What the exercise asks: The required output is the exact run of lines below that opens at the line with "headlight with a single marker." and closes at the line with "deciduous tree with a single marker.".

Supplied data:

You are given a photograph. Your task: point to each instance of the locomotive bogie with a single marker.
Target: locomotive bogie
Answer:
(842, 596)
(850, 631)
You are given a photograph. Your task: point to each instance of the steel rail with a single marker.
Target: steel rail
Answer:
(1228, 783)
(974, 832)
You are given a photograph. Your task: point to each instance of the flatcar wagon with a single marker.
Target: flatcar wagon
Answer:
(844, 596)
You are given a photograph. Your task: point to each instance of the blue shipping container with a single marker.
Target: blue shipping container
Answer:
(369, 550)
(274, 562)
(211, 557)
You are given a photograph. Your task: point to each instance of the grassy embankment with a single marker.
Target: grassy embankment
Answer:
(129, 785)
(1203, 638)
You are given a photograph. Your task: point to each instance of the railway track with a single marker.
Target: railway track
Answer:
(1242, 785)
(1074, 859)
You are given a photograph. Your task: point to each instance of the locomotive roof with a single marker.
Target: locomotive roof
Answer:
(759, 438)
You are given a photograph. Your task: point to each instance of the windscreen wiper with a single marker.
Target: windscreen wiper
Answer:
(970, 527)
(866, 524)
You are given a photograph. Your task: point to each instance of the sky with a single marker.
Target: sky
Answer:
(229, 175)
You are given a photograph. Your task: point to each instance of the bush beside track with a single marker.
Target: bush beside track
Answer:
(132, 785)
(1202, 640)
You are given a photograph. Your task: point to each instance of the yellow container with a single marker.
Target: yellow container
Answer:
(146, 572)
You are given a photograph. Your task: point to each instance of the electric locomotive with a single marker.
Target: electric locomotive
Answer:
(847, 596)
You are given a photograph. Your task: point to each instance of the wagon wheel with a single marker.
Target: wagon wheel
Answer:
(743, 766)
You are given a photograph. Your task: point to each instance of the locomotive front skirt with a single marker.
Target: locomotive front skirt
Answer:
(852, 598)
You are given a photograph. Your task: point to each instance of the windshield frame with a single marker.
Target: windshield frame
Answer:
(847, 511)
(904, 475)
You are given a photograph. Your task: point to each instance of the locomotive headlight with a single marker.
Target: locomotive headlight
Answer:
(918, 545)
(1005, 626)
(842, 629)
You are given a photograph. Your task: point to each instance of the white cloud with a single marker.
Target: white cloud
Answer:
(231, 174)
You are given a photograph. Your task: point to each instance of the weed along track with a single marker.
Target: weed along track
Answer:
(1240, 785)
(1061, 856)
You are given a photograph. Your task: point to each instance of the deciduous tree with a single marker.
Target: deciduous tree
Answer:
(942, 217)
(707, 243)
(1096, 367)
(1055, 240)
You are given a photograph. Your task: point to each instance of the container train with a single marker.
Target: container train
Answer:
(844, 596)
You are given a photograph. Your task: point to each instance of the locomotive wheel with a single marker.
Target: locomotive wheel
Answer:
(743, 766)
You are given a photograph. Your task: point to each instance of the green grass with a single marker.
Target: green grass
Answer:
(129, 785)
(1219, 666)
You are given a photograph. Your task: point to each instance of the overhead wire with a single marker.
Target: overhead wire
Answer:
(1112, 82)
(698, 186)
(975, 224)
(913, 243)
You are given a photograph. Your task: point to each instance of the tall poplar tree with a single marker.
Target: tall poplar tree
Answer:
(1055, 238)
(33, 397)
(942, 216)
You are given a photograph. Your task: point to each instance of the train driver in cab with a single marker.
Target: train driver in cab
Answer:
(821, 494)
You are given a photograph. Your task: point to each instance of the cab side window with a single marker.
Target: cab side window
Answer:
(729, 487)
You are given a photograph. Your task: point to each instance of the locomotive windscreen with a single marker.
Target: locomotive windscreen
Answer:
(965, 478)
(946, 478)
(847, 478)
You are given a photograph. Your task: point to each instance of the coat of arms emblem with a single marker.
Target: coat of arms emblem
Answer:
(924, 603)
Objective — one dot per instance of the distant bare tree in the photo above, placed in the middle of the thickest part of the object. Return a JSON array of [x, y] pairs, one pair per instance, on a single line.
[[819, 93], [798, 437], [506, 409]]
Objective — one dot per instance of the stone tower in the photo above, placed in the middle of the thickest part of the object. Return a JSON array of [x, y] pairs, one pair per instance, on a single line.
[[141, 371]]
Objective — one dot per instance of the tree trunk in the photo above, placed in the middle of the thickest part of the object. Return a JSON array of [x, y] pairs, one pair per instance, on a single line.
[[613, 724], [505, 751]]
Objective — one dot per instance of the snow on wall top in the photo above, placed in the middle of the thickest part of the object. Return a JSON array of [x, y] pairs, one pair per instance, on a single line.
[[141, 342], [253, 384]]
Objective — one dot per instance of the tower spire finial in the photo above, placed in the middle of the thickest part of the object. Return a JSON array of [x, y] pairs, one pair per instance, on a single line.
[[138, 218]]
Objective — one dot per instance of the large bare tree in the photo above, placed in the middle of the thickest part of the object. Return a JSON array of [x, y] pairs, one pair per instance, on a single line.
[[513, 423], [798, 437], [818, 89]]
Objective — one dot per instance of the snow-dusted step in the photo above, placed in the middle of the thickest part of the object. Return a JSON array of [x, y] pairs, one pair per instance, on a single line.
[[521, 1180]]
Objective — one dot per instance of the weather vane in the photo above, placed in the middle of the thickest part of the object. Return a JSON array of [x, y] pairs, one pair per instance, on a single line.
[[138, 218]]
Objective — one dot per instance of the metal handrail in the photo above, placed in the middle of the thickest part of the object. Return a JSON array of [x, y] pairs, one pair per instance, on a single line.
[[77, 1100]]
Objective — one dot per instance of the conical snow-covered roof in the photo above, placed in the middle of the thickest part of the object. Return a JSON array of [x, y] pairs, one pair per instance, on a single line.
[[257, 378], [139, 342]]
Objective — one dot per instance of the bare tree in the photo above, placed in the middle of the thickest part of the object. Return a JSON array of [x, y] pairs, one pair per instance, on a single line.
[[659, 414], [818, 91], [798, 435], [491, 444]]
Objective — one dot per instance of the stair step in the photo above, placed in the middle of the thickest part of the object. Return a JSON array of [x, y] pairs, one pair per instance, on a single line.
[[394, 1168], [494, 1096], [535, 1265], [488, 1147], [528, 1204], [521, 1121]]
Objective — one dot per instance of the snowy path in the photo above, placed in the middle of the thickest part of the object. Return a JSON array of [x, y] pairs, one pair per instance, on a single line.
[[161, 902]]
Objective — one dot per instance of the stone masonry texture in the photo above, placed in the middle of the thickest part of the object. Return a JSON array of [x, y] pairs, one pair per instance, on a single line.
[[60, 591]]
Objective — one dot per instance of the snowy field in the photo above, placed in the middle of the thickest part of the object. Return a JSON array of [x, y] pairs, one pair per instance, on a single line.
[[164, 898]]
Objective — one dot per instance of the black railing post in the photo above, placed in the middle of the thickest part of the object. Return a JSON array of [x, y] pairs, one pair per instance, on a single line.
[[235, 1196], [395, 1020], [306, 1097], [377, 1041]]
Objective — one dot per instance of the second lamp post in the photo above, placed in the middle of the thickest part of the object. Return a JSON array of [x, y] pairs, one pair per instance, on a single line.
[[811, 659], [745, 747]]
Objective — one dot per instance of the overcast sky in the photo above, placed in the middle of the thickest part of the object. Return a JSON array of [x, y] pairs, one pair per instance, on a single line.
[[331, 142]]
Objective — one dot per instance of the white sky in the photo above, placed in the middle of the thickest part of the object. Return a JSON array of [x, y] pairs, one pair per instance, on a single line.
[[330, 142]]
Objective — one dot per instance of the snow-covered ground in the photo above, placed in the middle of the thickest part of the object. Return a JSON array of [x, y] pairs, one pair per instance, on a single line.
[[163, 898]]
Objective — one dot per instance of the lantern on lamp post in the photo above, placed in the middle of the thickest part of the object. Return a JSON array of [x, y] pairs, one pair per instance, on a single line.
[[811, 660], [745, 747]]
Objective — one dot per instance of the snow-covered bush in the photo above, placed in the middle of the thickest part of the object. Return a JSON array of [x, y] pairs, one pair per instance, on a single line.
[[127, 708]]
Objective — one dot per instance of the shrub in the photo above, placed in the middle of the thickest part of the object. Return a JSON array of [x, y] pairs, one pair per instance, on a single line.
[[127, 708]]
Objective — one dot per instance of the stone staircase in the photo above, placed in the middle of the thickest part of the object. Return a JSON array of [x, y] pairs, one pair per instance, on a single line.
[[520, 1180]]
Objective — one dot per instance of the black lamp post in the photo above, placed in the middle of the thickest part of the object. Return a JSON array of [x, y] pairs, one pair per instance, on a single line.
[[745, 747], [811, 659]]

Exercise answer:
You are given a photograph. Your task: point to each instance of the locomotive headlight with a single marker.
Target: locomotive headlight
Answer:
(918, 545)
(1005, 626)
(842, 629)
You are given a photograph. Your task: point to each instance of the white cloud with a single marker.
Target: white cloud
Answer:
(231, 174)
You are given a photograph. Your task: point to each instance of the weed along track with a single marker.
Target: weed along track
Answer:
(1240, 785)
(1061, 856)
You are given a photograph. Your task: point to each instance of the deciduous tree with a single marker.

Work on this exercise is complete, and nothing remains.